## PROBLEM
Exactly repeat the material, dropping only the pictures.

Contour labeling entries
--
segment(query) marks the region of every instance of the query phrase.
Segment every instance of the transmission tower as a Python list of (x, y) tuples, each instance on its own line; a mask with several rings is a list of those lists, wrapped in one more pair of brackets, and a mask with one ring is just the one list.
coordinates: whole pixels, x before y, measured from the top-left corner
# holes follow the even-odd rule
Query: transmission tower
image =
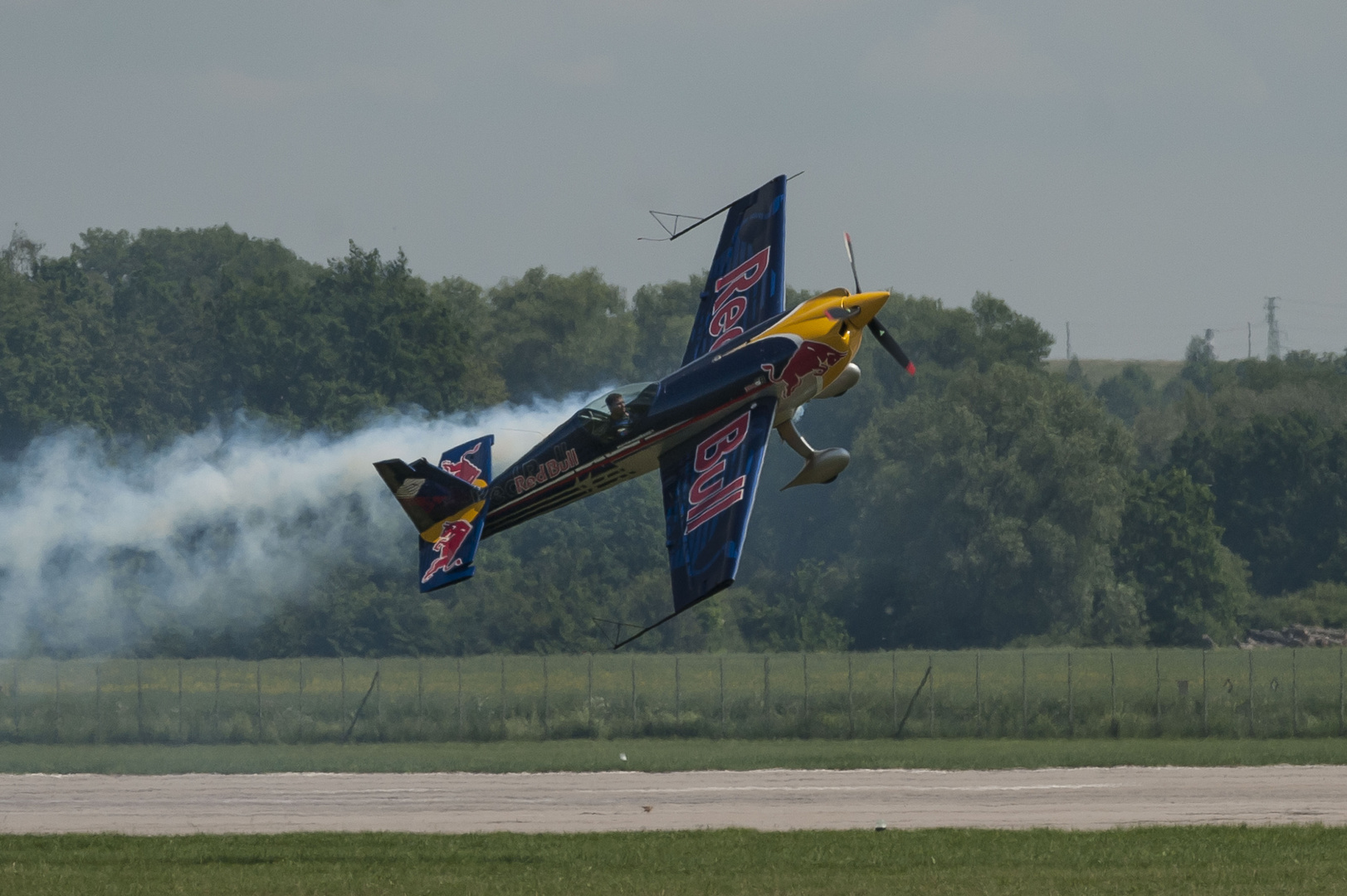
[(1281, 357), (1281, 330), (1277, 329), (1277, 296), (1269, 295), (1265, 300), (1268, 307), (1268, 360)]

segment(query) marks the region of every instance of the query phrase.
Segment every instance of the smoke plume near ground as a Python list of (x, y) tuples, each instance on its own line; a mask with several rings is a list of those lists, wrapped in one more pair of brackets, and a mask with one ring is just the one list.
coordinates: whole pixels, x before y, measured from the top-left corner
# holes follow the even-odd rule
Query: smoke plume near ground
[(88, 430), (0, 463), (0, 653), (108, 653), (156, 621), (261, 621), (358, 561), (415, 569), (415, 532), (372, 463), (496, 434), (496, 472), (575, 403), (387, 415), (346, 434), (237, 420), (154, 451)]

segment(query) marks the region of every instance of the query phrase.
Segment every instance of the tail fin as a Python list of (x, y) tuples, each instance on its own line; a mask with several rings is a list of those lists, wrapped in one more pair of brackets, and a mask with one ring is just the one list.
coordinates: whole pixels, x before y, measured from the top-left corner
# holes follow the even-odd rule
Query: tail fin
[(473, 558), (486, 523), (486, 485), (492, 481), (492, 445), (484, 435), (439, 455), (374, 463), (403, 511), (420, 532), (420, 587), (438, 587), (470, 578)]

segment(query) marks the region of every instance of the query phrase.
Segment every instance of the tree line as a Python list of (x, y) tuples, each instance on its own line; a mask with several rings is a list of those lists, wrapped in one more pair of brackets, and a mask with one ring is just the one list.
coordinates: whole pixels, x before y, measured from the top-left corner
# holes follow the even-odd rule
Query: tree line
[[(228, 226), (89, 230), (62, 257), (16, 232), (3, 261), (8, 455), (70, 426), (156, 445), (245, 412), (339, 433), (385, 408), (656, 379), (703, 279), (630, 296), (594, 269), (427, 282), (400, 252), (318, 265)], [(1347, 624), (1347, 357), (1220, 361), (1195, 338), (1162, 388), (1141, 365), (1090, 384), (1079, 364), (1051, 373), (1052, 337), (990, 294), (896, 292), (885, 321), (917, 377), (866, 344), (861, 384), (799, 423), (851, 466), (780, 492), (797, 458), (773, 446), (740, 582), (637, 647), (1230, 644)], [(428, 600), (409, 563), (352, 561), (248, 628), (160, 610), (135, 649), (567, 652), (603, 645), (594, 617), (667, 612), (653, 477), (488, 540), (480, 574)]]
--
## COMPLETED EXERCISE
segment(query) marks the region of every instance of the query phrase.
Segment every instance of the transmission tower as a Python list of (x, y) tuples, each instance on its own line; a mask with several rings is a list of those lists, wrapped in one more pair of brackets, and a mask with one ring is just the one list.
coordinates: whole pixels, x before y, measured from the top-left corner
# holes follow the even-odd rule
Query: transmission tower
image =
[(1281, 357), (1281, 330), (1277, 329), (1277, 296), (1269, 295), (1265, 300), (1268, 307), (1268, 360)]

segment(query) marks the region of every instance of the query phrase.
Segment every instance of the smoke plume near ground as a Python list of (x, y) tuples, each instance on its own line; a mask with several rings is a list of those lists, wrapped in one more pair of brackets, and a mask with one ring is just the one list.
coordinates: whole pixels, x before y, measured from the top-left corner
# holes follow the even-odd rule
Query: smoke plume near ground
[(88, 430), (0, 463), (0, 653), (108, 653), (156, 621), (261, 621), (358, 561), (415, 569), (415, 532), (372, 463), (496, 434), (496, 472), (575, 403), (387, 415), (346, 434), (237, 420), (154, 451)]

segment(query) marks the region of every instance of the query phrase.
Segment every instance of the tail fin as a Python list of (x, y) tuples, each instance on its own line; a mask with several rings is a list of those lists, wrapped in one more pair of brackets, and a mask with one ring is just the one list.
coordinates: whole pixels, x before y, measured from the top-left corner
# holes follow the even-odd rule
Query: tail fin
[(473, 558), (486, 523), (486, 485), (492, 481), (492, 445), (484, 435), (439, 455), (374, 463), (403, 511), (420, 532), (420, 587), (438, 587), (470, 578)]

segment(query) marks the region of every instance of the query phrase.
Segment every instance of the tree line as a Python list of (x, y) tuples, each instance on its own line; a mask with several rings is a list of those lists, wrapped in one more pair of brackets, and a mask with one ring is just the one list.
coordinates: whole pixels, x before y, measured from the top-left corner
# holes follow the even-odd rule
Query: tree line
[[(228, 226), (89, 230), (62, 257), (16, 232), (3, 261), (8, 455), (70, 426), (156, 445), (245, 412), (339, 433), (385, 408), (656, 379), (703, 279), (630, 296), (594, 269), (427, 282), (400, 252), (318, 265)], [(1347, 624), (1347, 357), (1220, 361), (1195, 338), (1162, 388), (1141, 365), (1090, 384), (1079, 364), (1051, 373), (1052, 337), (990, 294), (896, 292), (885, 321), (917, 377), (866, 344), (861, 384), (799, 423), (851, 466), (780, 492), (797, 458), (773, 446), (740, 582), (637, 647), (1230, 644)], [(428, 600), (409, 563), (352, 561), (248, 628), (160, 610), (135, 649), (567, 652), (603, 645), (594, 617), (667, 612), (653, 477), (488, 540), (480, 574)]]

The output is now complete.